* _Instructions for the task_: Retype the full set of records. Keep every character identical.

## begin

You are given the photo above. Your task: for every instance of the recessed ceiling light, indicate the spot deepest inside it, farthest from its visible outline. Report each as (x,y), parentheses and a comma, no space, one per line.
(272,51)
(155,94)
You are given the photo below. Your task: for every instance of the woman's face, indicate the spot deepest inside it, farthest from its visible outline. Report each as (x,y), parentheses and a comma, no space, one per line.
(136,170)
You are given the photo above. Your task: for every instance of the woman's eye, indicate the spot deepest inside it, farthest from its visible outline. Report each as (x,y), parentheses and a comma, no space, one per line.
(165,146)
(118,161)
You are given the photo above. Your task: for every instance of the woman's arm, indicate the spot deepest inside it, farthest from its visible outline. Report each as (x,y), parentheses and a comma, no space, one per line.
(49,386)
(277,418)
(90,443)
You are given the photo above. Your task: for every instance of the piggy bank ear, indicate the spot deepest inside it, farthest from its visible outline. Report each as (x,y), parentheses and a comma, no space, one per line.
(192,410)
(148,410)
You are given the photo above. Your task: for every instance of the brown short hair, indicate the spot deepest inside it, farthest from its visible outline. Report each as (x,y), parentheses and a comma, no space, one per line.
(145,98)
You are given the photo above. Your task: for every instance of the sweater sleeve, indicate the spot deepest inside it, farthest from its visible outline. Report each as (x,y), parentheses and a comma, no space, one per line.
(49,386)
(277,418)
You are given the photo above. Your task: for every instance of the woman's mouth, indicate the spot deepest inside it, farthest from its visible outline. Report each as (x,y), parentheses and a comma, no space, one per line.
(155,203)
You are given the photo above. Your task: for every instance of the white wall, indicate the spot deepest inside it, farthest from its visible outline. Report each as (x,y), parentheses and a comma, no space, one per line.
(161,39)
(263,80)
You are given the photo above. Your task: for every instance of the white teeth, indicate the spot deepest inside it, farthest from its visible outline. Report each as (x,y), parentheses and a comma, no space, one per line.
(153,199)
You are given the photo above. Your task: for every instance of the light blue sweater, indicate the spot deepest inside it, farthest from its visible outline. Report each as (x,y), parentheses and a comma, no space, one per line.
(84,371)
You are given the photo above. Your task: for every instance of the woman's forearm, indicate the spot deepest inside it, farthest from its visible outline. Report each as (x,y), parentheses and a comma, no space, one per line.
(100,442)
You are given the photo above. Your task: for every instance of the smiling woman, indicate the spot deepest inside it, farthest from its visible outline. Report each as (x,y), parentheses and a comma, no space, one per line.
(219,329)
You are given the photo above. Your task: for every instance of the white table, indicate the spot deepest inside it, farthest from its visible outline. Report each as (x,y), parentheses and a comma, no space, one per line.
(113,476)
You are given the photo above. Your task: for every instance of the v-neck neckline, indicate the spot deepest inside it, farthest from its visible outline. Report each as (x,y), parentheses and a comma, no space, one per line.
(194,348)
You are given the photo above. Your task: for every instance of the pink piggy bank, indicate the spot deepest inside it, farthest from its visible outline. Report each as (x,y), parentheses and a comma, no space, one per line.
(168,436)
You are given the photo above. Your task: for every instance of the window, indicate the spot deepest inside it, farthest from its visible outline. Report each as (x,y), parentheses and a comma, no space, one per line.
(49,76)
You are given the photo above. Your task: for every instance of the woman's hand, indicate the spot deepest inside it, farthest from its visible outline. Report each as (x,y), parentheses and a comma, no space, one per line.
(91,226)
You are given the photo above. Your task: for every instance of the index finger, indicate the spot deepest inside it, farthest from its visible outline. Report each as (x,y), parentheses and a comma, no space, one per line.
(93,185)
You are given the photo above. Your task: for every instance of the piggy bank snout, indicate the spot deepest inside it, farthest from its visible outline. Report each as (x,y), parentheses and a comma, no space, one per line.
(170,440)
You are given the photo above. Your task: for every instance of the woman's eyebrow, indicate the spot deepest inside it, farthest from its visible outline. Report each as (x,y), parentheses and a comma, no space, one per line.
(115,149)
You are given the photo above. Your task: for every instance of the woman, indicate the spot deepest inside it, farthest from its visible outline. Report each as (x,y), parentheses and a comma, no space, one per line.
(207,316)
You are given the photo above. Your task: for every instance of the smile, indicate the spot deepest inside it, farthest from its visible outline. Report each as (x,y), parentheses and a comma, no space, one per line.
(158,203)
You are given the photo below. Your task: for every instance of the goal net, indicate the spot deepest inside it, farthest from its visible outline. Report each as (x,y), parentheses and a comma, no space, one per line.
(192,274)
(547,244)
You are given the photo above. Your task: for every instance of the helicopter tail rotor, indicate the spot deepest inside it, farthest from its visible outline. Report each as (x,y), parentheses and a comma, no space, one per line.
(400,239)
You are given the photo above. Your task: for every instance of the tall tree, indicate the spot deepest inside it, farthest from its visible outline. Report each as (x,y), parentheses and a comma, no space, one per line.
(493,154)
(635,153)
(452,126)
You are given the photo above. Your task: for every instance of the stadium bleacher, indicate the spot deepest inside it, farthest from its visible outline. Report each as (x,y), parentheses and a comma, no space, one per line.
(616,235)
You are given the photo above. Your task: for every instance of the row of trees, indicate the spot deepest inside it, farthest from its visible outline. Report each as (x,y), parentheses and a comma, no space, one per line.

## end

* _Result of the task_:
You are given the photo above. Your task: for every instance of the recessed ceiling light, indicate the spot deepest inside it, farthest from its visible outline. Report each as (x,y), parentheses and a comma, no space, one per line.
(272,51)
(155,94)
You are given the photo below. Your task: for every instance of the woman's face, indicate the spot deepest inside it, farthest from its visible outline. Report each as (x,y), parentheses and a comma, no space, one per line.
(136,170)
You are given the photo above. Your task: for every instance of the woman's eye, indicate the spot deepest inside it, farthest from its visible outline. Report each as (x,y), parentheses and a comma, no space, one per line.
(165,146)
(118,161)
You are given the photo above. Your task: for every instance of the woman's arm, indicate the spot deepest inside it, farthest from its visible outline. Report each as (x,y), parentheses and a comma, no space, one per line.
(49,386)
(277,418)
(90,443)
You are given the photo above. Your task: for every instance of the piggy bank ear, indicate the spot deepest inside it, farthest from its visible outline. Report each as (x,y), parentheses and a comma, no space, one per line.
(192,410)
(148,410)
You are given the photo above. Your task: for every instance of the brown short hair, indicate the spot deepest inside it, farthest from its visible outline. Report each as (x,y), parentheses and a comma, no space, one per line.
(145,98)
You are given the photo above. Your task: for every instance of the sweater sleeve, indicate the spot deepest inside it, farthest from its visible outline. Report each as (x,y), parentheses and a comma, no space, one per line.
(49,386)
(277,418)
You are given the photo above. Your task: for every instance of the woman's mouth, indicate the spot deepest inside it, farthest from its visible outline. Report each as (x,y), parentheses and a comma, no space, one per line.
(155,203)
You are given the photo above. Your task: for every instance of the white wall, indicate the spot deepest inside it, farthest from its visible outline. Report each as (x,y), parentheses and a comma, no space, one per line.
(161,39)
(263,80)
You are given the photo above. Your task: for every instance of the white teeth, indicate the spot deepest inside it, farthest from its visible outline. Report each as (x,y), parentheses and a comma, no space, one per line.
(153,199)
You are given the photo above. Your task: for every instance of the light blue sweater, indicate the spot deepest inside it, farthest from its visible outline. Report each as (x,y), parentheses and a comma, no space, one per line.
(84,371)
You are given the photo above. Your task: for every instance of the woman's forearm, indicate the spot deepest inside it, farthest from its visible outline. Report each as (x,y), parentheses and a comma, no space, one per line.
(100,442)
You are given the photo above. Your task: for every instance of the smiling woman, indicate the spot deepest inside it, farthest from its visible outline. Report each as (x,y), parentheses and a comma, no space, one per line.
(219,329)
You are given the photo above. Your task: for every instance of the white table, indicate the spot deepest inside it, farthest from its visible outline. Report each as (x,y), parentheses and a comma, no space, one per line.
(113,476)
You are given the photo above. Your task: for every instance of the v-neck neckline, indicate the spot deepest inside it, farthest from its visible outline. Report each as (x,y), parentheses and a comma, no space, one per line.
(194,348)
You are given the photo above. Your task: for every instance of the pink piggy bank, indicate the spot deepest inside it, farthest from its visible outline. Report each as (x,y), parentheses and a comma, no space, one per line.
(168,436)
You are given the photo above. Your task: for every instance of the window, indicate the spot deepest inside it, farthest from its visible outline. Report each as (x,y), parentheses and a comma, no space, one per line.
(49,76)
You are given the photo above. Your task: for every instance of the woman's hand, indicate the spot deepest inside it, farthest from its visible outline. Report each as (x,y), parentheses and a comma, no space, one per line.
(91,226)
You are given the photo above. Your task: for every instance of the index finger, indicate the spot deepest inside it, farthest from its visible outline. Report each as (x,y), parentheses and a comma, no space, one per line.
(93,185)
You are given the photo above. Your task: for every instance of the piggy bank snout, indicate the spot deepest inside it, farthest from its visible outline. Report each as (x,y), parentheses and a comma, no space, one per line.
(170,440)
You are given the photo above. Your task: for every instance of the woman's eyebrow, indicate the spot deepest inside it, farthest from its visible outline. Report each as (x,y), parentheses and a comma, no space, one per line.
(115,149)
You are given the photo above. Your task: for every instance of the woman, indicate the spot deepest inside it, farthest from its visible outline. Report each as (x,y), parentheses and a comma, no space, one per line.
(207,316)
You are given the photo above. Your task: for every instance of the smile, indicate the spot deepest inside it, farthest from its visible outline. Report each as (x,y), parentheses and a comma, no space, one per line.
(158,203)
You are given the photo below. Your task: for every instance of the goal net, indicate the spot deepest inside it, farthest from its visible outline. Report each as (x,y), parentheses and a comma, no space, one per line.
(192,274)
(547,244)
You are given the photo above. Your task: for every instance of the helicopter tail rotor, indicate the spot deepest inside it, farthest from its visible outline. Report each as (x,y), parentheses and a comma, no space, one per line.
(400,239)
You are given the photo above. Your task: for every instance of the tall tree, indicate the spot deepest inside it, farthest from its visible outline. Report each as (x,y), parentheses and a comma, no space, one per line.
(493,154)
(635,153)
(452,126)
You are given the photo above. Your task: for every instance of the stadium bleacher, indicate the spot deepest inside it, farthest from its visible outline. Report each as (x,y), parentheses and a comma, no space, one per line.
(616,235)
You are given the photo above. Your task: for every instance of the row of trees, indicate the spot deepest inside it, farthest from its visible outline. Report each as (x,y), parentheses and a comma, no space, one per line.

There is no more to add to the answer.